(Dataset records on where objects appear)
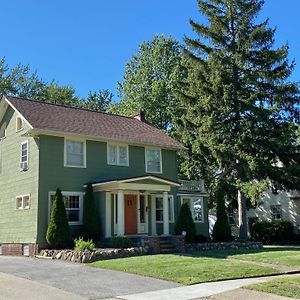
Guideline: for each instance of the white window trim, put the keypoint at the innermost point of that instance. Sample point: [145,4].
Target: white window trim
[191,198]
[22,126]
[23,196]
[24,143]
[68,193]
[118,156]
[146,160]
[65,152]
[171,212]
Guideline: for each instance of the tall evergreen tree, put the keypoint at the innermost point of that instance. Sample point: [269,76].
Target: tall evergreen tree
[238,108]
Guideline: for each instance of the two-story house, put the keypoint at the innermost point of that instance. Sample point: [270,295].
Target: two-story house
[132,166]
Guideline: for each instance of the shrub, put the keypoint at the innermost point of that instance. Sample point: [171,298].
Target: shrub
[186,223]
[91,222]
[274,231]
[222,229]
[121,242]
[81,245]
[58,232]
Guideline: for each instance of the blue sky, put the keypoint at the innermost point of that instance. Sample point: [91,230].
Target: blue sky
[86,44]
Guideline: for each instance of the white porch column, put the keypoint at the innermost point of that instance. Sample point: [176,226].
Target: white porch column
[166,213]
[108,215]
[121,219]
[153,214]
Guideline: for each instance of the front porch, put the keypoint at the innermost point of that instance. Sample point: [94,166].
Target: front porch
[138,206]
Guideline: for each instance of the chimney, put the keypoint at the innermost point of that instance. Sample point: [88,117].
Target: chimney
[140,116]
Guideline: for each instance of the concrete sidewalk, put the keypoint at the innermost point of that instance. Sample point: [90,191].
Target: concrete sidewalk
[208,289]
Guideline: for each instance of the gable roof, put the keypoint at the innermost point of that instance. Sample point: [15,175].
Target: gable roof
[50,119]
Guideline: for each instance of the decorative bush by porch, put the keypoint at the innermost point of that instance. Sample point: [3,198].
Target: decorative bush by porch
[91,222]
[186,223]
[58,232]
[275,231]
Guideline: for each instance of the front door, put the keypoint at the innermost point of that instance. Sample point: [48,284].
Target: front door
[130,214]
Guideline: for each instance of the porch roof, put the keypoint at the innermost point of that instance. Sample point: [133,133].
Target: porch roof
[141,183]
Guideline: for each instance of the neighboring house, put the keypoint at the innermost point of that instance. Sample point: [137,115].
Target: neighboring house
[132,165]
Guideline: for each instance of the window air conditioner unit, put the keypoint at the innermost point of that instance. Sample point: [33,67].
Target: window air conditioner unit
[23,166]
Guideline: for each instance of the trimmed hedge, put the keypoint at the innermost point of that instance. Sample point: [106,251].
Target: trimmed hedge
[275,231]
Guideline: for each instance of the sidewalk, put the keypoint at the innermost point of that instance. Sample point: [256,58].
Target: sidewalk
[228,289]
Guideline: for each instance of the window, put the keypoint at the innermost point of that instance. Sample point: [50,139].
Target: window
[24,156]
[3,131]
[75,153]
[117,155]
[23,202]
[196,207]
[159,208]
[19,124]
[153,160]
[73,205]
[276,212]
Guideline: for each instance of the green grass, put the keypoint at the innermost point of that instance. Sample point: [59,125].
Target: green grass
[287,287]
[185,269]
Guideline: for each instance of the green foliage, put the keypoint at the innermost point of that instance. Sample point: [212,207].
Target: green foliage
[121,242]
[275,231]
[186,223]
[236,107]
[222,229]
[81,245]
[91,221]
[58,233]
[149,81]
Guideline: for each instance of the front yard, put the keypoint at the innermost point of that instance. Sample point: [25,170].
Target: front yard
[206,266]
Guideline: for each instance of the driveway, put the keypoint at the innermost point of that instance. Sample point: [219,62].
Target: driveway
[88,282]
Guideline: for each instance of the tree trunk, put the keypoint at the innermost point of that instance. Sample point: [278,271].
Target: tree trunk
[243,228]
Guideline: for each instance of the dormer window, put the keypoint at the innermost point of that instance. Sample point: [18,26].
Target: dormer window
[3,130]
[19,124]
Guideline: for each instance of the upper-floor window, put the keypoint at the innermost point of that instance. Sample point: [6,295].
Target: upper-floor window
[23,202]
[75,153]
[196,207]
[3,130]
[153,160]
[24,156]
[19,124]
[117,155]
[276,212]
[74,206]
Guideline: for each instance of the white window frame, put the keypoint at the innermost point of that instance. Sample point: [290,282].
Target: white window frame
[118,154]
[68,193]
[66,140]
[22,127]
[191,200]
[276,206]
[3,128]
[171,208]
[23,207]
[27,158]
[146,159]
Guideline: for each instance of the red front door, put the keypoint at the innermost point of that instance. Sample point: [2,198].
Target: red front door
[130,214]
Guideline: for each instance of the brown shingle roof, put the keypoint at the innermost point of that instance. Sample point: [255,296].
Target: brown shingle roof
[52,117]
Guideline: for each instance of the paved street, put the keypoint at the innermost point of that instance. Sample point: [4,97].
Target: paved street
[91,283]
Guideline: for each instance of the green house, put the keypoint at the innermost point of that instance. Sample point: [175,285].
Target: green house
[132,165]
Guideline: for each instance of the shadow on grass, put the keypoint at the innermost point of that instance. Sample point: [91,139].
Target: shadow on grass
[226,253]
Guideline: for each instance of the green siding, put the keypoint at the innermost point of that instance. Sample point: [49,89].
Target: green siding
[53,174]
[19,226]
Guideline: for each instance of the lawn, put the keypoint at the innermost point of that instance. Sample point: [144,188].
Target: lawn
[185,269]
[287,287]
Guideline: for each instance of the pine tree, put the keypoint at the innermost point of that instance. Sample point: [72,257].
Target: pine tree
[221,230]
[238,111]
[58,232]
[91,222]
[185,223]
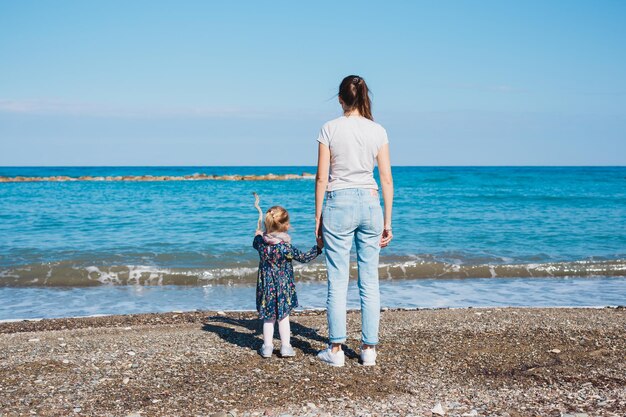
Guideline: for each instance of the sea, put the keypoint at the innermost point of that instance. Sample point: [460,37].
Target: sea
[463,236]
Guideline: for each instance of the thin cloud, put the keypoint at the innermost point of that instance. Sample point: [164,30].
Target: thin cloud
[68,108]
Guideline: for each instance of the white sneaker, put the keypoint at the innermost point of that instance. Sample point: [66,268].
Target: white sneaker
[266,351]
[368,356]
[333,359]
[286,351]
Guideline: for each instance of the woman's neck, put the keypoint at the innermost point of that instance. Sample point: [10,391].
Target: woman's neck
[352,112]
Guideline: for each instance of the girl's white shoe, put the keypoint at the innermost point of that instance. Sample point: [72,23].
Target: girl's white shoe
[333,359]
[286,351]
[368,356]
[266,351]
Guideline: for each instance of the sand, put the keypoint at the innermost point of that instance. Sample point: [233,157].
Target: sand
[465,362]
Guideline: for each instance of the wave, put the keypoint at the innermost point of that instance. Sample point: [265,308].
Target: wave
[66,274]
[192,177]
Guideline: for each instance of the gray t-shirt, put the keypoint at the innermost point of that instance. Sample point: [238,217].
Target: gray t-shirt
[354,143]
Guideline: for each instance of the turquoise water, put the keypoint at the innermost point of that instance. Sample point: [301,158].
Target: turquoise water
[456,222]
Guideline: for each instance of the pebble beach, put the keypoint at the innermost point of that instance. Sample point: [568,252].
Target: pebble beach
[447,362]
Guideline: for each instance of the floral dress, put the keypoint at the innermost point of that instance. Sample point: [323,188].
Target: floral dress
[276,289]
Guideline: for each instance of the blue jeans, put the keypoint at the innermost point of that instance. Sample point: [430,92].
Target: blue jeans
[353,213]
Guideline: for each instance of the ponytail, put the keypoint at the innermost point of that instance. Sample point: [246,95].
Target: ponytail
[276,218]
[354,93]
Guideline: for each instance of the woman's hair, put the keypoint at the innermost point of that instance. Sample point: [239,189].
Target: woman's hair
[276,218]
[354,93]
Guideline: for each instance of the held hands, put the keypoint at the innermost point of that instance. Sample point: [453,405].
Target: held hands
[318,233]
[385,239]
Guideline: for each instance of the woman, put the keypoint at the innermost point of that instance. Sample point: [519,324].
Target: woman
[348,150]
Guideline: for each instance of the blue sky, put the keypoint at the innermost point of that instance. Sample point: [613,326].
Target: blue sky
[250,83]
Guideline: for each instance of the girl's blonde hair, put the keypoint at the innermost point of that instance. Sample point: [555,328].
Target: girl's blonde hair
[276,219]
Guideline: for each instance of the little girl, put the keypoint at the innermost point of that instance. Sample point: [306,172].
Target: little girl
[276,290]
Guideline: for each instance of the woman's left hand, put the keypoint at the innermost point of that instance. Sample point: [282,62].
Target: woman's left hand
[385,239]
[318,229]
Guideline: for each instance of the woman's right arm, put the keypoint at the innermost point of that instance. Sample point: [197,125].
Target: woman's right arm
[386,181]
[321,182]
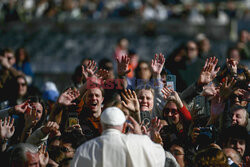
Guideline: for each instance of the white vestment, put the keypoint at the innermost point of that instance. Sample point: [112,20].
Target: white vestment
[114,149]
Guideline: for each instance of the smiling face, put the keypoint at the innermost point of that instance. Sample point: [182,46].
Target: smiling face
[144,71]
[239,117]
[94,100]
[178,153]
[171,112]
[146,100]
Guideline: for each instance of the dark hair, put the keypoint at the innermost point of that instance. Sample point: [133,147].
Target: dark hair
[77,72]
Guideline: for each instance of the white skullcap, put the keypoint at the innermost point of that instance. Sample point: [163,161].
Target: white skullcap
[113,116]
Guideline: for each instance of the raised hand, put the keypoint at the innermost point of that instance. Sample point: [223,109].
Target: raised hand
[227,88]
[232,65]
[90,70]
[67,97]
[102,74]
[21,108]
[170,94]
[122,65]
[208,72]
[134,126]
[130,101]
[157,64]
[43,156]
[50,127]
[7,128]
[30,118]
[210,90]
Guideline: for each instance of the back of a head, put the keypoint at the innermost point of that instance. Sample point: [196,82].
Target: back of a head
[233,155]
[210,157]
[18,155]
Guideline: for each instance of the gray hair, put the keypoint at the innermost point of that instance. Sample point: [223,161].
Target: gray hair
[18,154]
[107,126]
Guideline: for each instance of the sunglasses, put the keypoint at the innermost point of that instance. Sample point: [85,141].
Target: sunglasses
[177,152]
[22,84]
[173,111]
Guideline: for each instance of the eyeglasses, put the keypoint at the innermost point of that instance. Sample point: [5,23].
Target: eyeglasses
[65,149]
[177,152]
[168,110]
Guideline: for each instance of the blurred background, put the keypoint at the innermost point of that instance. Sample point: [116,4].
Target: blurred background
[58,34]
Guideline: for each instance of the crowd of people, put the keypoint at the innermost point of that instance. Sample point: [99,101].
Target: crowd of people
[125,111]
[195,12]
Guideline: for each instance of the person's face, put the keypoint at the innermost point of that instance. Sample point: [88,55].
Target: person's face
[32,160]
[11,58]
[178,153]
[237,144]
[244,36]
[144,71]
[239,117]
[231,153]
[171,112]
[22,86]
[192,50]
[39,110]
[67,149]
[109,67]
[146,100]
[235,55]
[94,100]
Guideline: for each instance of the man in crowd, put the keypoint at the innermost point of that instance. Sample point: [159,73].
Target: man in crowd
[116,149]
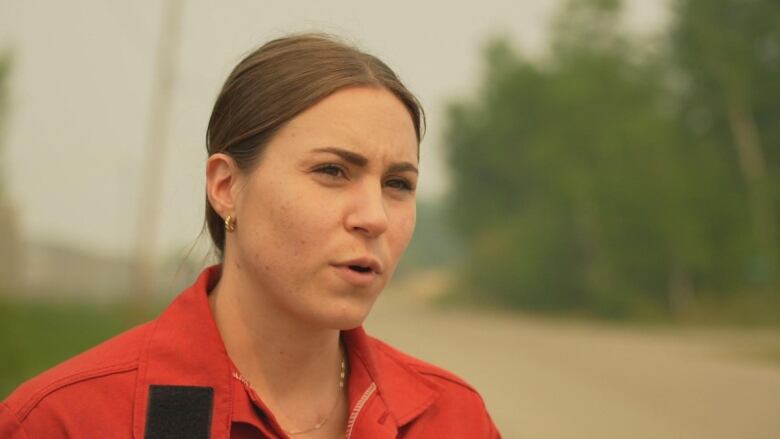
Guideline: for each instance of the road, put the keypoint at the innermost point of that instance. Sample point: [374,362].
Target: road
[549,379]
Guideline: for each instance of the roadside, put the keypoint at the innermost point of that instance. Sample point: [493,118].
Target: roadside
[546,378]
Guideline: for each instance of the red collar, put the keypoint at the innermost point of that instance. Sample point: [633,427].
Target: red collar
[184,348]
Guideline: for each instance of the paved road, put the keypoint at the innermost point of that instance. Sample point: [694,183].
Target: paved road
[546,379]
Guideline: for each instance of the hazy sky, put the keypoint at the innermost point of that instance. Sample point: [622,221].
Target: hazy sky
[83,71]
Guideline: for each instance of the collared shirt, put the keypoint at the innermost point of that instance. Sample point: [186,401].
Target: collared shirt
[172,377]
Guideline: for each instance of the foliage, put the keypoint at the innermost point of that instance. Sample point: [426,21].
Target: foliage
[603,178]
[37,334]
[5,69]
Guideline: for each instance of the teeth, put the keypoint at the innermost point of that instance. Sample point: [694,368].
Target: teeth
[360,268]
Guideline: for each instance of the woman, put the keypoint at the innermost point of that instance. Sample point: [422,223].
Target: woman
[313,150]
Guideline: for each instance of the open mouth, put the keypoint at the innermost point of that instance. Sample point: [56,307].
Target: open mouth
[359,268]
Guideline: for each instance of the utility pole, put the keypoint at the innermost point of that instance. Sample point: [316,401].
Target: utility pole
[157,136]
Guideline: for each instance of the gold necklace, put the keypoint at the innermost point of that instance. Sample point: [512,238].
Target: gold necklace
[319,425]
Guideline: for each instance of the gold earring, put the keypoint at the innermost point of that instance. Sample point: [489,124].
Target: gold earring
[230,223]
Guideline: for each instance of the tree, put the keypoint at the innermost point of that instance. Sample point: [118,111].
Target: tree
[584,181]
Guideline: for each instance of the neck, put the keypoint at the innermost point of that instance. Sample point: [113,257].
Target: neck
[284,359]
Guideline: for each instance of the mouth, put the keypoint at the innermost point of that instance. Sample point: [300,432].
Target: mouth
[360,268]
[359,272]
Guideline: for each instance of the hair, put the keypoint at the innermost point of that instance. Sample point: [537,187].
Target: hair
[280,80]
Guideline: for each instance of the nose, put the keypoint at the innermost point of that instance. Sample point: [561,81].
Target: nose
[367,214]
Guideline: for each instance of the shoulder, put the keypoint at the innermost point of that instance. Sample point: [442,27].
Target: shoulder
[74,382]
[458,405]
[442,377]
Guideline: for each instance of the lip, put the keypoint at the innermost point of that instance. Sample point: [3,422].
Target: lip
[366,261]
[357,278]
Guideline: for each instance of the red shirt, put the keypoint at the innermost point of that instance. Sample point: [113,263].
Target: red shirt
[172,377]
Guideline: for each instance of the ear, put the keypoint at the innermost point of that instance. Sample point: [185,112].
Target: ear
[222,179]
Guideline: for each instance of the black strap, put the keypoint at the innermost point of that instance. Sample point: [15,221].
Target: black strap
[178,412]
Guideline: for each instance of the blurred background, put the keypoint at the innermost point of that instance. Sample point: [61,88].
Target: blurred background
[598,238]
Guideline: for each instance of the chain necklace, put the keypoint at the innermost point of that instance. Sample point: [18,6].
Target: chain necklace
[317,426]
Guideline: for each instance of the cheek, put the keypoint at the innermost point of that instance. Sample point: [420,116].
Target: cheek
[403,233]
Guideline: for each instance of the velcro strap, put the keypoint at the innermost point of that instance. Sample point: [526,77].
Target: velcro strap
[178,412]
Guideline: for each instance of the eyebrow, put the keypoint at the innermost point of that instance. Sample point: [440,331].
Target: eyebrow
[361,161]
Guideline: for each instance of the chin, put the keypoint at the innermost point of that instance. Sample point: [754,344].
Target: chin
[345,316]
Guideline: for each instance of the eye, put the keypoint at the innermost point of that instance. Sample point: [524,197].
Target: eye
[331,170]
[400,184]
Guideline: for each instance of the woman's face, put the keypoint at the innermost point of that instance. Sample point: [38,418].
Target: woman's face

▸ **WRITTEN PROBLEM**
Express everything from the line containing "Guideline: for each instance of the chin, put" down to the end of the records as a JSON list of strings, with one string per line and blank lines omitted.

▸ **ANSWER TO THIS TASK**
[
  "Guideline: for each instance of the chin, put the keypoint at the innermost point of that instance. Sample point: [754,344].",
  "Target: chin",
  "[345,316]",
  "Guideline: for each instance of the eye, put the keypoint at the innermost point of that instance. Sample point: [524,197].",
  "Target: eye",
  "[331,170]",
  "[400,184]",
  "Guideline: for each instance of the woman's face, put the keypoint at the innermost point of that instance. Sample point: [38,418].",
  "Target: woman's face"
]